| What to work on |
Update the listing below, changing every occurrence of "thickest part" to "widest part" and leaving all other text untouched.

Excerpts from a point labeling dataset
▬▬▬
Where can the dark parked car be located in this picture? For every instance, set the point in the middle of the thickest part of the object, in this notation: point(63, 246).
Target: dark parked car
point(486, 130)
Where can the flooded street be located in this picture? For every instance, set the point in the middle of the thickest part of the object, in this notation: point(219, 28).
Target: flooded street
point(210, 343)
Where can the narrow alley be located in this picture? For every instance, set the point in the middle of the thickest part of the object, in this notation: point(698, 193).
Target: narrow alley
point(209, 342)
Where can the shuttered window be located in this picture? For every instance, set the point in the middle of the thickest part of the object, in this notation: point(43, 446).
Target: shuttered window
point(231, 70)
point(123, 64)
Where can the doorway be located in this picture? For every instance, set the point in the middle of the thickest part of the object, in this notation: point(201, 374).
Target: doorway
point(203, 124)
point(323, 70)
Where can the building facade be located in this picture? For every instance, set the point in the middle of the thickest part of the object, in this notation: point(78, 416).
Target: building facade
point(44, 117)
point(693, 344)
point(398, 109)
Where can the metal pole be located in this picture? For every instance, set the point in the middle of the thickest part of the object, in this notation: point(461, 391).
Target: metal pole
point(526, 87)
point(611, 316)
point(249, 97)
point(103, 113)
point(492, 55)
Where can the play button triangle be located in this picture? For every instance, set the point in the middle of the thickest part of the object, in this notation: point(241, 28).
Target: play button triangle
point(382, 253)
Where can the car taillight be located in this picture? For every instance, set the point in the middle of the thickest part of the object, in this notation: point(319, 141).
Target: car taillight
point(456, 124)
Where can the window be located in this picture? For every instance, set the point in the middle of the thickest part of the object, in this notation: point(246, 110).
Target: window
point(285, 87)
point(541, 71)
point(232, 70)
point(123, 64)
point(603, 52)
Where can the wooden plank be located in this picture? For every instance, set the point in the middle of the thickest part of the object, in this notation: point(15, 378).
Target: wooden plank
▬▬▬
| Task solution |
Where can the dark parked car be located in this picture? For every instance, set the point in the middle of the widest part of the object, in this notation: point(63, 246).
Target: dark parked car
point(486, 130)
Where can the flooded street be located in this picture? For every instance, set the point in the middle of the widest part of the object, in this notation: point(219, 28).
Target: flooded street
point(210, 343)
Where can the narrow alley be located in this picture? For every instance, set the point in the middle of the widest part of the object, in this notation: point(698, 193).
Target: narrow alley
point(209, 342)
Where can the shuttered window be located in this picture? For every instance, set the point in the middle of the widest part of the object, in this notation: point(43, 446).
Target: shuttered window
point(231, 70)
point(123, 64)
Where can the doorway be located in this picture? For every instance, set the point in the middle of the widest part of the object, in this notation: point(201, 374).
Target: doorway
point(203, 124)
point(323, 70)
Where can the building facade be located in this picture? For every instance, set the point in the middle of the widest part of the object, in this notation: point(78, 416).
Target: building facade
point(44, 117)
point(693, 344)
point(398, 109)
Where can the metal pole be located in this picture? For every instance, set the point in the middle of the widest part of the object, in this notation: point(461, 391).
Target: metal pole
point(526, 87)
point(611, 316)
point(249, 97)
point(103, 113)
point(492, 55)
Where can the play button triangle be located in this picture? For every instance, set the point in the middle of the widest part of the object, in this notation: point(241, 28).
Target: play button triangle
point(382, 253)
Where can the car taillight be located in this picture? For every instance, set the point in the middle of the widest part of the object, in this notation: point(319, 141).
Target: car taillight
point(456, 124)
Where can the window be located in this picture? For every instance, set the point in the middle of the widest part of the object, in this notation: point(246, 110).
Target: window
point(285, 87)
point(541, 71)
point(232, 70)
point(123, 64)
point(603, 52)
Where can the wooden plank be located in this picture? For every instance, set the point in the middle of the widest part of the object, in this notation: point(15, 378).
Target: wooden plank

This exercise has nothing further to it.